▸ **Objective**: Can you retype the material below word for word, leaving the pictures out of your answer?

[Position identification records]
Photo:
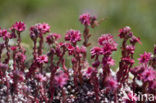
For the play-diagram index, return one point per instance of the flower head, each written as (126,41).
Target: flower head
(43,28)
(112,83)
(13,48)
(135,40)
(125,32)
(73,36)
(3,67)
(42,59)
(128,60)
(70,48)
(40,77)
(89,71)
(18,75)
(52,38)
(19,26)
(130,49)
(34,32)
(61,79)
(149,74)
(5,34)
(85,19)
(144,58)
(96,51)
(108,43)
(20,57)
(155,49)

▸ **Response for this exercise**:
Photo:
For the play-diagram index, return one point per instance of the flower head, each written as (126,41).
Target: flower head
(43,28)
(112,83)
(13,48)
(135,40)
(125,32)
(73,36)
(3,67)
(42,59)
(128,60)
(70,48)
(40,77)
(89,71)
(18,75)
(52,38)
(19,26)
(130,49)
(34,32)
(61,79)
(149,74)
(5,34)
(85,19)
(144,58)
(96,51)
(108,43)
(20,57)
(155,49)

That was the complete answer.